Da Vinci, yaş sıva kurumadan hızlıca onun üstünde çalışmak yerine, duvar boyutundaki bu resim üzerinde rahatça çalışabilmek için özel tempera boya kullanmıştır. Manastırın başrahibi resmin çok uzun sürmesinden şikâyet ettiğinde kızgın sanatçının başrahibi, yüzünü hain Yahuda için model olarak kullanmakla tehdit ettiği söylenmektedir. Son olarak da Vinci, soldan beşinci sırada oturan Yahuda için en uygun simayı bulmak amacıyla Milano’daki hapishaneleri ziyaret etmiştir.
Profesyonel sanat tarihçileri, “Da Vinci Şifresi’nde” ve bu konuyu ele alan diğer kitaplarda öne sürülen komplo teorilerine ilişkin hiçbir kanıt olmadığını söylemiş ve İsa’nın solundaki figürün havari Yuhanna yerine Mary Magdalene isimli kadın müridi olarak tanımlanmasını reddetmişlerdir.
Vincent van Gogh, Café Terrace at Night (Kafe Terasta Gece)
Bazı kişiler Vincent van Gogh’un 1888’de resmettiği “Kafe Terasta Gece’nin”, Leonardo da Vinci’nin “Son Akşam Yemeği’nin” bir temsilini içerdiğini düşünmektedirler.
Resim, Hollandalı sanatçının 1890’da vefat etmeden birkaç yıl önce yaşadığı Fransa’nın Arles kasabasındaki aydınlık bir kafeyi gösteriyor.
Kafedeki ana figür, beyaz gömlekle önlük giyen ve çevresi masada oturan insanlarla dolu olan uzun saçlı bir garson.
Bağımsız araştırmacı Jared Baxter, van Gogh’un sanatçı kariyerine başlamadan önce son derece dindar olduğunu iddia etmiştir ve bu tablonun da Vinci’nin orijinal resmini örnek alarak çeşitli sanatçılar tarafından yapılmış resimlerin oluşturduğu “Son Akşam Yemeği” türünün bir örneği olduğunu düşünmektedir.
Baxter ayrıca, garsonun arkasındaki pencere çerçevesinin oluşturduğu haç şekline, iyi aydınlatılmış kafenin (karanlık sokağın aksine) ilahi görüntüsüne ve kapının yanında duran, hain Yahuda’yı temsil ettiği düşünülen gölgeli figüre de dikkat çekmiştir.
- - -
> Zorunlu Görev
Makalede "Baxter ayrıca, garsonun" ifadesinden aşağıya, "de dikkat çekmiştir." ifadesine kadar her şeyi hiçbir değişiklik yapmadan yeniden yazınız.

> Ham Veri
- - -
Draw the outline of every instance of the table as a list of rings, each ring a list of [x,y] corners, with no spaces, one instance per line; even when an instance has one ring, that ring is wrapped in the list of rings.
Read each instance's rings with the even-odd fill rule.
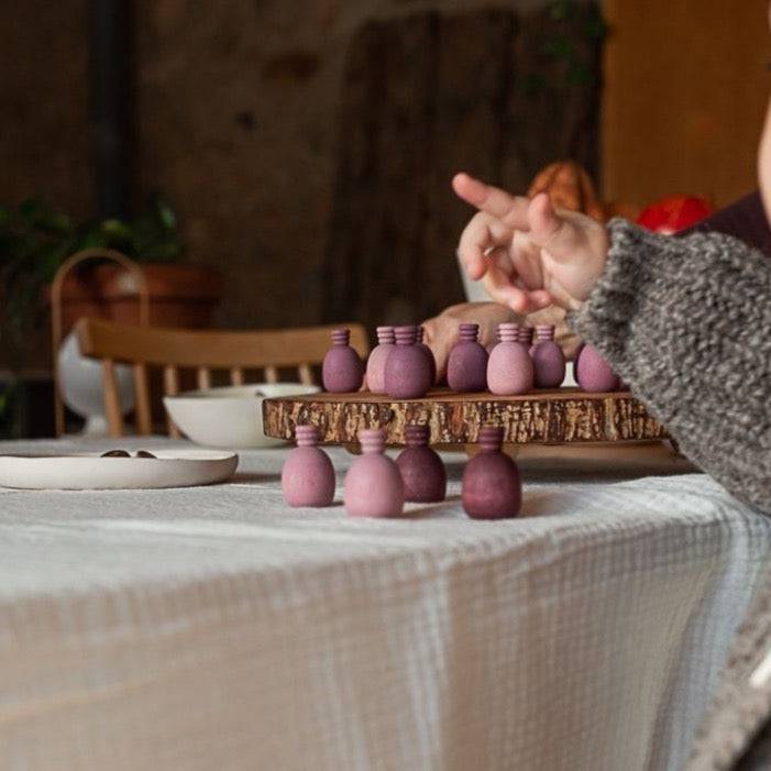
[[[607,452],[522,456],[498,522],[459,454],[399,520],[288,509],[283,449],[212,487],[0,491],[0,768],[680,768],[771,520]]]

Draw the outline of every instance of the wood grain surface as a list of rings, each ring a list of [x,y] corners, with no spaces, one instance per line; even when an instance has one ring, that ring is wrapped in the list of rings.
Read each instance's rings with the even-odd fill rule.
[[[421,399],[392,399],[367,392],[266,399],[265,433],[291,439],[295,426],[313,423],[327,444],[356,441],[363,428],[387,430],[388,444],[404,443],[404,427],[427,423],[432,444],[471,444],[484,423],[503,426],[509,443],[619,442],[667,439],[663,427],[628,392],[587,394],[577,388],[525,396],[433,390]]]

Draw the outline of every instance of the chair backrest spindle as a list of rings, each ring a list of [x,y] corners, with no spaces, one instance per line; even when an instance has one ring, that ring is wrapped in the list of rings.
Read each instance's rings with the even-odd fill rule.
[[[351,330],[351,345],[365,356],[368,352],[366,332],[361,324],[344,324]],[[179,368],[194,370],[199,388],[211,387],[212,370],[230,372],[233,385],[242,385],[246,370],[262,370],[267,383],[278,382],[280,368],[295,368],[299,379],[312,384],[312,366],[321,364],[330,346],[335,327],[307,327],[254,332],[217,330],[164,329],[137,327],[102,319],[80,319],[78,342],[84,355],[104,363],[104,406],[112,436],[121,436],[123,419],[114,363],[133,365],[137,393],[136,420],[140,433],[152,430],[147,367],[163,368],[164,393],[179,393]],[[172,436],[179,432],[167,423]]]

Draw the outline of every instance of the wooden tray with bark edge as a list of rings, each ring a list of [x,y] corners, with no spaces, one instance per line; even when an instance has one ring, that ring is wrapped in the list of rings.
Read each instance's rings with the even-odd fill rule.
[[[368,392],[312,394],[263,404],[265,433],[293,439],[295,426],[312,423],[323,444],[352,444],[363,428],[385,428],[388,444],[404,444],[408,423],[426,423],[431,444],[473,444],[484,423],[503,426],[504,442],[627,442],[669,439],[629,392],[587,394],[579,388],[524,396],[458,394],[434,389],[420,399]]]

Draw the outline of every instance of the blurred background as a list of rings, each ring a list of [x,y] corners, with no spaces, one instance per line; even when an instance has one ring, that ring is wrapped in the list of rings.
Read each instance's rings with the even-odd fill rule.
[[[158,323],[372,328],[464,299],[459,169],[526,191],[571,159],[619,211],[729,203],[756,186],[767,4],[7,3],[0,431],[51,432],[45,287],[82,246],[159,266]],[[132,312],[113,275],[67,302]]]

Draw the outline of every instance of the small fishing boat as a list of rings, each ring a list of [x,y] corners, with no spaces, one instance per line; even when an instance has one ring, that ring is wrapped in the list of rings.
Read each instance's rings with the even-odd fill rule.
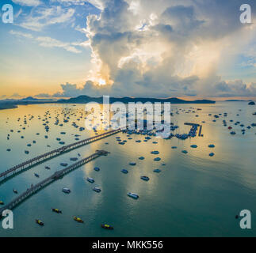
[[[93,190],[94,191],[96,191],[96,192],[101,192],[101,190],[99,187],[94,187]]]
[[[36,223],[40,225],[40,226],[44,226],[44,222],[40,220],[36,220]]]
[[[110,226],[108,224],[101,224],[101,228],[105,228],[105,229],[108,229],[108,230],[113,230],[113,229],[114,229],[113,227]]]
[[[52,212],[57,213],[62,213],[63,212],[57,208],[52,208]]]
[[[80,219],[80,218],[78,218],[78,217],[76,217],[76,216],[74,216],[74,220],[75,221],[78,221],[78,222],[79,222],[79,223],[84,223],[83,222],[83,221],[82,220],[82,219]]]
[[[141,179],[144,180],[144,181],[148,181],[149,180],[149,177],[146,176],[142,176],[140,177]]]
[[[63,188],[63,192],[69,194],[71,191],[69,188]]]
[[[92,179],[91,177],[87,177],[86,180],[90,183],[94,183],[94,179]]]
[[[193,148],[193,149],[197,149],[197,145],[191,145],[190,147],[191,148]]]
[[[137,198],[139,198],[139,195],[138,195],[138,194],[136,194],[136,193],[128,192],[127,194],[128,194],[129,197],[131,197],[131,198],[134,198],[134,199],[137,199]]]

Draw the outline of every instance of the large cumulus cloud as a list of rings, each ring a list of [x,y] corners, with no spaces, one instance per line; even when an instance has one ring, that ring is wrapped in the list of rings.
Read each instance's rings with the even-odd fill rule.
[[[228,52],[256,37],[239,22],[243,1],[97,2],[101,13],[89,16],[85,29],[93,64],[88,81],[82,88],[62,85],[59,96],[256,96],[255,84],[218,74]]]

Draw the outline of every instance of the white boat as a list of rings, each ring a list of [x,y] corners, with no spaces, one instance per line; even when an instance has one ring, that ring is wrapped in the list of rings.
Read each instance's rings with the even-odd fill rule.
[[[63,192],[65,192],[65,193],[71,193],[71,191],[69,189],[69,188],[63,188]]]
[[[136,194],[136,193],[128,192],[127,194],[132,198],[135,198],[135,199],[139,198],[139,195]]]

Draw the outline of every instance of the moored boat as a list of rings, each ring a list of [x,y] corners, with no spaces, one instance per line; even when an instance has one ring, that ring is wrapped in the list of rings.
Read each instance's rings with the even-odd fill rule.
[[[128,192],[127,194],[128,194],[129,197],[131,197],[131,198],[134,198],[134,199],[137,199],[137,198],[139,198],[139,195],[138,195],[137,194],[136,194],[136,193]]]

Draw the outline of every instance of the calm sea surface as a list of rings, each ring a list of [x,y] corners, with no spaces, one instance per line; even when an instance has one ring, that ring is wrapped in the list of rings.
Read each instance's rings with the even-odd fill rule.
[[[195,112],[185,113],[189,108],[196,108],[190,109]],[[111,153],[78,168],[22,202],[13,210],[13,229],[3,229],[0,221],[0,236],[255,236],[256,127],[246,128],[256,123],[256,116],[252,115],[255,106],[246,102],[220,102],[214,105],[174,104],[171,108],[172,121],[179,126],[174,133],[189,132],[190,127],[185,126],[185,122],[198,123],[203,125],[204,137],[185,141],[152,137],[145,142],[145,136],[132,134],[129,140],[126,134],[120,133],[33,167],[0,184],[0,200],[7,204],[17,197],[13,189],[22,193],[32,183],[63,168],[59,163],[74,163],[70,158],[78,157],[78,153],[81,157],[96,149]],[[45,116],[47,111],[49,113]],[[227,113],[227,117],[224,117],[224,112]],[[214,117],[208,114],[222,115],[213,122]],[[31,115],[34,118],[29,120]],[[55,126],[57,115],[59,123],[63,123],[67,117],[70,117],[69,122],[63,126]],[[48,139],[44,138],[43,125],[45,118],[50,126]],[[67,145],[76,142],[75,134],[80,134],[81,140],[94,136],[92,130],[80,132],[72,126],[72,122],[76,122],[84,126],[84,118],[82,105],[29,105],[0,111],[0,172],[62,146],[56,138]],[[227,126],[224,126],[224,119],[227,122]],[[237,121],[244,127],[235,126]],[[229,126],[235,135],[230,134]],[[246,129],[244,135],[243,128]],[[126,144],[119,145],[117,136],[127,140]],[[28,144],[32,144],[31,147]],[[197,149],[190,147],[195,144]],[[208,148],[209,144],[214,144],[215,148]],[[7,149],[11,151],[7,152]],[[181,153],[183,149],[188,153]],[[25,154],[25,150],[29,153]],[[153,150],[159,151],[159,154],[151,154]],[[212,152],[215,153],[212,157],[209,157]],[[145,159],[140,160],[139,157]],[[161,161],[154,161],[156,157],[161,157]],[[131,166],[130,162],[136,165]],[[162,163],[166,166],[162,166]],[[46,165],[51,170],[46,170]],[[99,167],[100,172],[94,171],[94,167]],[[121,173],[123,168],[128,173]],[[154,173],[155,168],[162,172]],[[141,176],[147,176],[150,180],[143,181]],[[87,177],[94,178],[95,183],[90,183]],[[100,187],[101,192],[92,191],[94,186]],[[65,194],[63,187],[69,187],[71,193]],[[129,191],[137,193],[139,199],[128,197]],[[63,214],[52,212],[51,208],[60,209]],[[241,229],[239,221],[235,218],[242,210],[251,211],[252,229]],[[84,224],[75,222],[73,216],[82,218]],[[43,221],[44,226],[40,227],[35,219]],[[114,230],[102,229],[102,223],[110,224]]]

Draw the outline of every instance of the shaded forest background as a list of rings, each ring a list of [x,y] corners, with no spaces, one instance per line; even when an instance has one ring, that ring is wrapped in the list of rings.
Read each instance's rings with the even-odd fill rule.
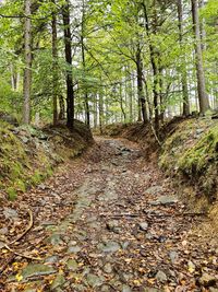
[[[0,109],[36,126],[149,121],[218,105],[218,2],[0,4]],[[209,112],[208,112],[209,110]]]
- - -
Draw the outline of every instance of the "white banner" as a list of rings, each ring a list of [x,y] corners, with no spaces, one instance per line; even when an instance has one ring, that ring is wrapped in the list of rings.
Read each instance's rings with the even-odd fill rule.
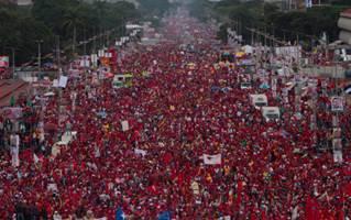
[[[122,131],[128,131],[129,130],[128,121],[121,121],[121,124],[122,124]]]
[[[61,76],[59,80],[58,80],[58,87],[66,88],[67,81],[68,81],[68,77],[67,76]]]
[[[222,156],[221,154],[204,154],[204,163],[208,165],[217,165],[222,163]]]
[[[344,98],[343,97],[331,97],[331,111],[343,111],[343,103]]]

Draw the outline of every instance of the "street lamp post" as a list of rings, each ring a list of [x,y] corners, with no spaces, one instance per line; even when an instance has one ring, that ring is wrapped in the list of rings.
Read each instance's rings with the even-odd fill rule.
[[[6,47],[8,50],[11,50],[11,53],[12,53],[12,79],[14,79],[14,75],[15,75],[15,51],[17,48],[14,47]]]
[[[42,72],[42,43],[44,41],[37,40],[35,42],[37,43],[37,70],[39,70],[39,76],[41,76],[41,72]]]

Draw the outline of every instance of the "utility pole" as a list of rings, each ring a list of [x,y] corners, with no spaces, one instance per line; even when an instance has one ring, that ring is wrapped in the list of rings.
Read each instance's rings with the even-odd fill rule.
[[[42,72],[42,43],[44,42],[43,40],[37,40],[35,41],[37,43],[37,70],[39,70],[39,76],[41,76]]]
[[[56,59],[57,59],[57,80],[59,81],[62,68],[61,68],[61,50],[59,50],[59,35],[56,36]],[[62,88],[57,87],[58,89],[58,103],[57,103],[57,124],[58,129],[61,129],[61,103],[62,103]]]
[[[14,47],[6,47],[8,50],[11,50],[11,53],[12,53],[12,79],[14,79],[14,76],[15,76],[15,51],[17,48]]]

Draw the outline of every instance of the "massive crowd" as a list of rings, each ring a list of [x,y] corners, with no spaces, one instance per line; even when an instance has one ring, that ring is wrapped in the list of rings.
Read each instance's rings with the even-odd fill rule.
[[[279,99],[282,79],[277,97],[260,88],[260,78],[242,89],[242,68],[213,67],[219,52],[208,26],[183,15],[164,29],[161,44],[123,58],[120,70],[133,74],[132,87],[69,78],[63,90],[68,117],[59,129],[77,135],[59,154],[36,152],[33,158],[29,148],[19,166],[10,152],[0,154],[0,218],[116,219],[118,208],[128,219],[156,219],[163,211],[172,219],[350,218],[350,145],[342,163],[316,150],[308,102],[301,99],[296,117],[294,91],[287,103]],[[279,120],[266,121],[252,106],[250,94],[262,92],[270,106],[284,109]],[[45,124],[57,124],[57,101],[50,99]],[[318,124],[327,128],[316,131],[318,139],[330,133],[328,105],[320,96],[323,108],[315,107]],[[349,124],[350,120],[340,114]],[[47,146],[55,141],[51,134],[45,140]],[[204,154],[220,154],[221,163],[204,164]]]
- - -
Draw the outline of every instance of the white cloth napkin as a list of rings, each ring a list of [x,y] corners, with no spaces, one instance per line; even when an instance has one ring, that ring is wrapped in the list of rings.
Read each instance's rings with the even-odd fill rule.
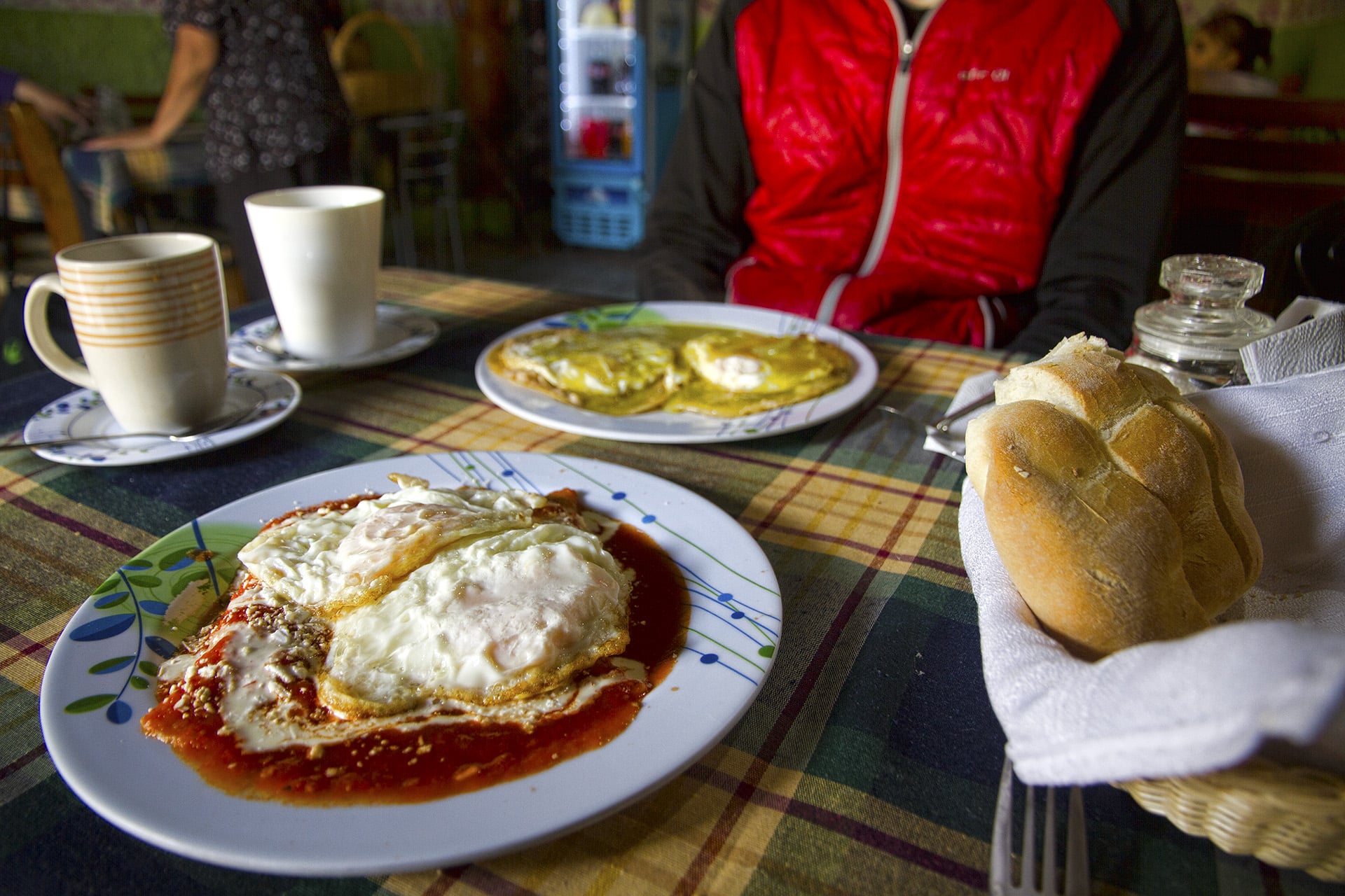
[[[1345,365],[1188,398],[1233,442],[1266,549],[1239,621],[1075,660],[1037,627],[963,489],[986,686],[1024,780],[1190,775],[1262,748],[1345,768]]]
- - -
> Çözümlü Cevap
Baxter ayrıca, garsonun arkasındaki pencere çerçevesinin oluşturduğu haç şekline, iyi aydınlatılmış kafenin (karanlık sokağın aksine) ilahi görüntüsüne ve kapının yanında duran, hain Yahuda’yı temsil ettiği düşünülen gölgeli figüre de dikkat çekmiştir.